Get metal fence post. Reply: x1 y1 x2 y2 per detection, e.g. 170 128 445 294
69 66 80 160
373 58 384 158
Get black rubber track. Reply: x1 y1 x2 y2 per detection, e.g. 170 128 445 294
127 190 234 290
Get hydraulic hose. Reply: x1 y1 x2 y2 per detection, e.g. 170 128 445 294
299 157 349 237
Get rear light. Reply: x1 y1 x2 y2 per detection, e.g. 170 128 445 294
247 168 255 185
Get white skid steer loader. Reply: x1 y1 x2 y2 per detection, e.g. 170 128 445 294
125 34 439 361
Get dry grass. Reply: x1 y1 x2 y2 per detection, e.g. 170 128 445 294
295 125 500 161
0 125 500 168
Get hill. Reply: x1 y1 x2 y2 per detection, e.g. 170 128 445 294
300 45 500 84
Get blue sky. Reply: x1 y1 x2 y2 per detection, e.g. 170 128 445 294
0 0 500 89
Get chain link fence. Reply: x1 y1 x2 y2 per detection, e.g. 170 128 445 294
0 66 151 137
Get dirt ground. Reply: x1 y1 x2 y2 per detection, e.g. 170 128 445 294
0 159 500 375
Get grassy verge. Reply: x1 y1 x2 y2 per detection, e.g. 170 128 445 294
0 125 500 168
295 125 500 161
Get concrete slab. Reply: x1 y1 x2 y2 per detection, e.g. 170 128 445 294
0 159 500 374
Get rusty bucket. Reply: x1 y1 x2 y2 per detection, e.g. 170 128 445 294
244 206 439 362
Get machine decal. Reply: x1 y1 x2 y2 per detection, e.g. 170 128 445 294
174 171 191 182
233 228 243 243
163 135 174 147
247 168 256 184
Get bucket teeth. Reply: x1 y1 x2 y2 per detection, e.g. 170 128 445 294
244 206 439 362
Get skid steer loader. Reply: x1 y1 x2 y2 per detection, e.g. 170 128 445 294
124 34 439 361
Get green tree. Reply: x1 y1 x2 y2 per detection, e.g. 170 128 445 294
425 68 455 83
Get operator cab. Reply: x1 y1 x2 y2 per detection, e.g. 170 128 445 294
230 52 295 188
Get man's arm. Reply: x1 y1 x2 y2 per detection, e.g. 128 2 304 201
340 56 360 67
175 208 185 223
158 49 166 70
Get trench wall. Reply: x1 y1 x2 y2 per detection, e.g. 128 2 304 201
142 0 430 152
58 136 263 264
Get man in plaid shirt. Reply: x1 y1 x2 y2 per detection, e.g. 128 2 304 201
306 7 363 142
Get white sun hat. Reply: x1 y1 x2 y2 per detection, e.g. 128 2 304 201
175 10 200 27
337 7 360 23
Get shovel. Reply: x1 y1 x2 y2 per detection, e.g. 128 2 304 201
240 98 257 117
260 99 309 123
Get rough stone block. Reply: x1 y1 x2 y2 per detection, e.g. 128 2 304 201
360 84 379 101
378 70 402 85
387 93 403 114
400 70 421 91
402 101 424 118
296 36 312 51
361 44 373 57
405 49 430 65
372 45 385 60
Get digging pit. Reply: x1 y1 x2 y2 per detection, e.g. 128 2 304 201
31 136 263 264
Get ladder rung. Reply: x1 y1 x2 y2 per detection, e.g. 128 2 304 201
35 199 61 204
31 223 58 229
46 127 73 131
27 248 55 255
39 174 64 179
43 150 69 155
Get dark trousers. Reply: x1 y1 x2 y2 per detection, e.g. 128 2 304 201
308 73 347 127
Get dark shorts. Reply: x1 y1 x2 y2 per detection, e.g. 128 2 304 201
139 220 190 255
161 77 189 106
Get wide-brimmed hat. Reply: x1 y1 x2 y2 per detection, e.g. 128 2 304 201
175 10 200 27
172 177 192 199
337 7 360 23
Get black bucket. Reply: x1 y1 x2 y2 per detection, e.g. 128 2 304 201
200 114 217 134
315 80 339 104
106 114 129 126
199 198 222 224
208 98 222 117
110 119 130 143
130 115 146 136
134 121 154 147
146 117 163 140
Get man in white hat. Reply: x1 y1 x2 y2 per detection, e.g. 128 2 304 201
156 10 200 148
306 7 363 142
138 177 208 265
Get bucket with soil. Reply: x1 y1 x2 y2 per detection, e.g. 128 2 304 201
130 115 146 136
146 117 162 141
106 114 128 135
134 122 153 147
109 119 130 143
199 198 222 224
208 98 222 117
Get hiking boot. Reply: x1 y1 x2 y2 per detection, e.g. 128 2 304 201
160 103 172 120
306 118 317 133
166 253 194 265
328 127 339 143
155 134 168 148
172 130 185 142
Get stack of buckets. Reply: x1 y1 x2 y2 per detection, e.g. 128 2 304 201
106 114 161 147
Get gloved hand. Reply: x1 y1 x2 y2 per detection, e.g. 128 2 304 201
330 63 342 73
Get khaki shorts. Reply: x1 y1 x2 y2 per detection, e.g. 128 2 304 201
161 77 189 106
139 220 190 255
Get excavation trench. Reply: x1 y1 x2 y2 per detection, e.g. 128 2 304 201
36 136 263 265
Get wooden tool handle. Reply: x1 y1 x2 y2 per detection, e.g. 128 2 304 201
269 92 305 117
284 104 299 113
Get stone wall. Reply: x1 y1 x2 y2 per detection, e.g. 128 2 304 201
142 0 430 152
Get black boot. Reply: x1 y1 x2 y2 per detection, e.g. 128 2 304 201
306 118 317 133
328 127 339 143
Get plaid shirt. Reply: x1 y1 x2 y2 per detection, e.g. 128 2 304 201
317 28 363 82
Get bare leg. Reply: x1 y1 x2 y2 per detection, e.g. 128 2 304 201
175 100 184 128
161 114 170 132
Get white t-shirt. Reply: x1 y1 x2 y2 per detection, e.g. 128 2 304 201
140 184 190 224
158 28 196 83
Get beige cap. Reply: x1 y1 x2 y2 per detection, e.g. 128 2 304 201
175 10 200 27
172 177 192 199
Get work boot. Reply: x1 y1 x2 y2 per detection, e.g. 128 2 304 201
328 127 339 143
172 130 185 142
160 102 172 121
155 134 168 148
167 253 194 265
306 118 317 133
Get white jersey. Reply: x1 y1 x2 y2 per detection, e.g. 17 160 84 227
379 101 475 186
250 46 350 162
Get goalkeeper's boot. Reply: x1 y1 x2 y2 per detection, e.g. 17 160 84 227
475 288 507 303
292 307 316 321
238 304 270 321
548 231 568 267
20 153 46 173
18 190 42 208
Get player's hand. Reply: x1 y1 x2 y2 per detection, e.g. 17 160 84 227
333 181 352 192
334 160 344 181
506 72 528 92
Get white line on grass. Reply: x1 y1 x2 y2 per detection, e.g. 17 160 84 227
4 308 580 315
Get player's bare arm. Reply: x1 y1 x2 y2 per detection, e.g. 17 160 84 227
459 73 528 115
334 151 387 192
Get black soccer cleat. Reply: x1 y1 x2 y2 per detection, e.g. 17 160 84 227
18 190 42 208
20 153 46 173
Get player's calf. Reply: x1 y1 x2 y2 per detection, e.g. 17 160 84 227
- - -
WHAT IS REQUIRED: Retype the entire listing above line for line, keeping every character and number unchanged.

FINAL ANSWER:
Get metal fence post. Reply: x1 y1 x2 y2 per detection, e.g. 170 128 445 294
69 66 80 160
373 58 384 158
Get black rubber track. Reply: x1 y1 x2 y2 per detection, e.g. 170 128 445 294
127 190 234 290
Get hydraulic hose. Reply: x1 y1 x2 y2 per detection, e.g. 170 128 445 294
299 157 349 237
Get rear light. Reply: x1 y1 x2 y2 per detection, e.g. 170 128 445 294
247 168 255 185
Get white skid steer loader. Reply: x1 y1 x2 y2 per detection, e.g. 170 128 445 294
125 34 439 361
Get dry grass. Reply: x1 y1 x2 y2 per detection, e.g. 170 128 445 294
295 125 500 161
0 125 500 168
Get hill. Reply: x1 y1 x2 y2 per detection, e.g. 170 128 445 294
300 45 500 84
Get blue sky. Reply: x1 y1 x2 y2 per detection, e.g. 170 128 445 294
0 0 500 89
Get chain link fence. Reply: x1 y1 x2 y2 per detection, e.g. 170 128 445 294
0 66 151 137
Get dirt ground. Reply: x1 y1 x2 y2 per detection, e.g. 170 128 445 294
0 159 500 375
Get grassy verge. Reply: x1 y1 x2 y2 per detection, e.g. 170 128 445 294
0 125 500 168
295 125 500 161
Get concrete slab. Reply: x1 y1 x2 y2 per detection, e.g. 170 128 445 294
0 159 500 374
Get rusty bucket. Reply: x1 y1 x2 y2 per detection, e.g. 170 128 445 294
244 206 439 362
Get machine decal. Reply: x1 y1 x2 y2 per detection, e.g. 170 128 445 294
174 171 191 182
233 228 243 243
163 135 174 147
247 168 256 184
Get bucket teeth. Reply: x1 y1 x2 y2 per detection, e.g. 170 128 445 294
244 206 439 362
Get skid steer loader. Reply: x1 y1 x2 y2 per detection, e.g. 170 128 445 294
124 34 439 361
Get green tree. Reply: x1 y1 x2 y2 per detection, e.g. 170 128 445 294
425 68 455 83
Get operator cab. Reply: x1 y1 x2 y2 per detection, e.g. 170 128 445 294
230 52 295 188
Get man's arm. Reply: x1 y1 x2 y2 per detection, e.g. 128 2 304 201
340 56 360 67
175 208 185 223
158 49 166 70
Get trench wall. Reply: x1 y1 x2 y2 per detection, e.g. 128 2 304 201
142 0 430 152
58 136 263 264
Get man in plaid shirt. Reply: x1 y1 x2 y2 per detection, e.g. 128 2 304 201
306 7 363 142
Get white sun hat. Reply: x1 y1 x2 y2 per detection, e.g. 128 2 304 201
175 10 200 27
337 7 360 23
Get shovel. Reply: x1 y1 x2 y2 per detection, e.g. 128 2 304 201
240 98 257 117
260 99 309 123
Get rough stone block. Reply: x1 y1 x2 y2 per detection, e.g. 128 2 304 201
360 84 379 101
378 70 402 85
387 93 403 114
400 70 421 91
402 101 424 118
296 36 312 51
361 44 373 57
405 49 430 65
372 45 385 60
Get digging pit. Reply: x1 y1 x2 y2 per detection, e.g. 128 2 304 201
31 136 263 264
Get ladder rung. Reply: x1 y1 x2 y2 per detection, e.g. 128 2 304 201
35 199 61 204
31 223 58 229
46 127 73 131
27 248 55 255
39 174 64 179
43 150 69 155
Get dark trousers. Reply: x1 y1 x2 y2 per detection, e.g. 128 2 304 201
308 73 347 127
Get dark shorts. Reply: x1 y1 x2 y2 per detection, e.g. 128 2 304 201
139 220 190 255
161 77 189 106
Get wide-brimmed hat. Reply: x1 y1 x2 y2 per detection, e.g. 128 2 304 201
175 10 200 27
172 177 192 199
337 7 360 23
Get black bucket. Reply: x1 y1 x2 y2 per detection, e.g. 128 2 304 201
200 114 217 134
315 80 339 104
106 114 129 126
199 198 222 224
208 98 222 117
110 119 130 143
130 115 146 136
134 121 154 147
146 117 163 140
Get man in white hat. Reply: x1 y1 x2 y2 per detection, e.g. 128 2 304 201
156 10 200 148
306 7 363 142
138 177 208 265
Get bucket with soil. Reply: x1 y1 x2 y2 per detection, e.g. 128 2 304 201
130 115 146 136
146 117 162 141
106 114 128 135
134 122 153 147
109 119 130 143
199 198 222 224
208 98 222 117
Get hiking boot. Reply: x1 y1 x2 y2 per detection, e.g. 128 2 304 201
160 103 172 120
306 118 317 133
166 253 194 265
328 127 339 143
155 134 168 148
172 130 185 142
Get stack of buckets. Reply: x1 y1 x2 y2 per detection, e.g. 128 2 304 201
106 114 161 147
Get gloved hand. Reply: x1 y1 x2 y2 per detection, e.g. 128 2 304 201
330 63 342 73
Get khaki shorts. Reply: x1 y1 x2 y2 per detection, e.g. 128 2 304 201
161 77 189 106
139 220 190 255
Get excavation trench. Reply: x1 y1 x2 y2 per detection, e.g. 128 2 304 201
36 136 263 265
Get wooden tool handle. Reply: x1 y1 x2 y2 per detection, e.g. 128 2 304 201
269 92 305 117
284 104 299 113
Get stone wall. Reply: x1 y1 x2 y2 per detection, e.g. 128 2 304 201
142 0 430 152
Get black boot. Reply: x1 y1 x2 y2 per detection, e.g. 128 2 304 201
306 118 317 133
328 127 339 143
Get plaid shirt. Reply: x1 y1 x2 y2 per detection, e.g. 128 2 304 201
317 28 363 82
Get bare leg. Reply: x1 y1 x2 y2 per detection, e.g. 128 2 304 201
175 100 184 128
161 114 170 132
Get white t-shirt. Reply: x1 y1 x2 y2 per detection, e.g. 128 2 304 201
140 184 190 224
158 28 196 83
Get beige cap. Reply: x1 y1 x2 y2 per detection, e.g. 128 2 304 201
175 10 200 27
172 177 192 199
Get work boot. Reply: x1 y1 x2 y2 per detection, e.g. 128 2 304 201
328 127 339 143
172 130 185 142
160 102 172 121
155 134 168 148
167 253 194 265
306 118 317 133
Get white jersey. Reply: x1 y1 x2 y2 per detection, e.g. 17 160 84 227
379 101 475 186
250 46 350 162
Get goalkeeper's boot. Reply: x1 y1 x2 y2 per detection, e.g. 17 160 84 227
475 288 507 303
292 307 316 321
238 304 270 321
548 231 568 267
20 153 46 173
18 190 42 208
Get player's hand. Reply: x1 y1 x2 y2 per detection, e.g. 17 160 84 227
333 181 352 192
334 160 344 181
506 72 528 92
Get white line on grass. Reply: x1 y1 x2 y2 per detection, e.g. 17 160 84 227
4 308 580 315
Get player's bare arm. Reply: x1 y1 x2 y2 per detection, e.g. 17 160 84 227
459 73 528 115
334 151 387 192
Get black soccer cleat. Reply: x1 y1 x2 y2 per detection, e.g. 17 160 84 227
18 190 42 208
20 153 46 173
Get player's calf. Reply: x1 y1 x2 y2 per detection, e.g. 17 160 84 227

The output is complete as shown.